**DOCUMENT TEXT:**
%%
This Form 10-Q contains forward-looking statements within the meaning of the Private Securities Litigation Reform Act of 1995. These forward-looking statements are based on the current beliefs and expectations of JPMorgan Chase's management, speak only as of the date of this Form 10-Q and are subject to significant risks and uncertainties. Refer to Forward-looking Statements on page 82 of this Form 10-Q and Part I, Item 1A, Risk Factors on pages 9-33 of the 2023 Form 10-K for a discussion of certain of those risks and uncertainties and the factors that could cause JPMorgan Chase's actual results to differ materially because of those risks and uncertainties. There is no assurance that actual results will be in line with any outlook information set forth herein, and the Firm does not undertake to update any forward-looking statements.
%%
**EXERCISE TASKS:**
A) In the Form 10-Q disclaimer, on which pages of the 2023 Form 10-K does the Risk Factors section appear?
B) Translate this sentence from the Form 10-Q disclaimer into Spanish: "There is no assurance that actual results will be in line with any outlook information set forth herein, and the Firm does not undertake to update any forward-looking statements."

**DATASET CONTENT:**
%%
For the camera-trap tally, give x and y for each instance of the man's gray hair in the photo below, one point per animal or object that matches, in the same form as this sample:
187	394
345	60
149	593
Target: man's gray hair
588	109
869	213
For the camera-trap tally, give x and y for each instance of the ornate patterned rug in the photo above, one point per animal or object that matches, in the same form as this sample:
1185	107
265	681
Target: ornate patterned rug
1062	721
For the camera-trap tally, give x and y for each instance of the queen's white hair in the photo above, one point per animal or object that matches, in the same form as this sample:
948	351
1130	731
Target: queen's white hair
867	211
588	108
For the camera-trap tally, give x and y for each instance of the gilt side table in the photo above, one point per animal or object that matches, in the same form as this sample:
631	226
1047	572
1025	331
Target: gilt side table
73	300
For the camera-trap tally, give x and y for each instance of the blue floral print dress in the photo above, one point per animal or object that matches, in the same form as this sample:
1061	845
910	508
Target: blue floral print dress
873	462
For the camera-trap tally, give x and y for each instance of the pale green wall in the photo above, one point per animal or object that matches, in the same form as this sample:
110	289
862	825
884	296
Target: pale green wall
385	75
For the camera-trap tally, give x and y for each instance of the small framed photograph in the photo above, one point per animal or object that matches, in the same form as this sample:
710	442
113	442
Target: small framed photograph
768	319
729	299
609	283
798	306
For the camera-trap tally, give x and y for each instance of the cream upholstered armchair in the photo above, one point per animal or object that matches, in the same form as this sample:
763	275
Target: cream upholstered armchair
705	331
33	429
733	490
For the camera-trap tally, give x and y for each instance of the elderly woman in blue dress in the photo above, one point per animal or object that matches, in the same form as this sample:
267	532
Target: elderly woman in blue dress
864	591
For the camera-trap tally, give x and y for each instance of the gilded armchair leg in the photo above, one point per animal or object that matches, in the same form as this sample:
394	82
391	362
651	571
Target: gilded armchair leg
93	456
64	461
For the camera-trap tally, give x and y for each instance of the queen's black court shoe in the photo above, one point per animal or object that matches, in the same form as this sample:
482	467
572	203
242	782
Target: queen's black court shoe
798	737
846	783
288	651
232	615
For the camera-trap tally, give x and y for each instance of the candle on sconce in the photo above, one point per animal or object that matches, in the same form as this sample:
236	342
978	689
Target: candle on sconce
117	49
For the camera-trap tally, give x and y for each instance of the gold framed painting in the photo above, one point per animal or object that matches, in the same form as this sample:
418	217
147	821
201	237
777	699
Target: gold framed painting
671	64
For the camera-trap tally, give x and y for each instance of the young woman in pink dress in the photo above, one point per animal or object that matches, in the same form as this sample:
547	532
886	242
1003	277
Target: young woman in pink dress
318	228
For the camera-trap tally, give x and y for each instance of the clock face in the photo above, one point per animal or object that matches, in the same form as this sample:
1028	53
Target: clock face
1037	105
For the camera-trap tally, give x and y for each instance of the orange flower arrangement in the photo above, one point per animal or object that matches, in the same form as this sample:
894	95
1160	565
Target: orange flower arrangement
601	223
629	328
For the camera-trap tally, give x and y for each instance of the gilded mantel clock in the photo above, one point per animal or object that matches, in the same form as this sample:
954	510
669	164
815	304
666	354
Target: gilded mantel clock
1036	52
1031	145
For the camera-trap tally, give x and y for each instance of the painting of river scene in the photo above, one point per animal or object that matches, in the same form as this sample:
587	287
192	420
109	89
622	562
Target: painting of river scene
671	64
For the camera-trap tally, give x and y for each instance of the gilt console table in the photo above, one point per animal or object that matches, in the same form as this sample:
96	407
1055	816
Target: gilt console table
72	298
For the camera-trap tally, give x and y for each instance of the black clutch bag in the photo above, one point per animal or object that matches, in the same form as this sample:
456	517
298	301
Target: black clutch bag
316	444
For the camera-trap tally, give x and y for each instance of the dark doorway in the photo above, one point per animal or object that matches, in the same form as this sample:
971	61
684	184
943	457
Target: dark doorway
%%
**WORKED SOLUTIONS:**
A) Pages 9-33.

B) No existe garantía de que los resultados reales se ajusten a la información sobre perspectivas aquí expuesta, y la Firma no se compromete a actualizar ninguna declaración prospectiva.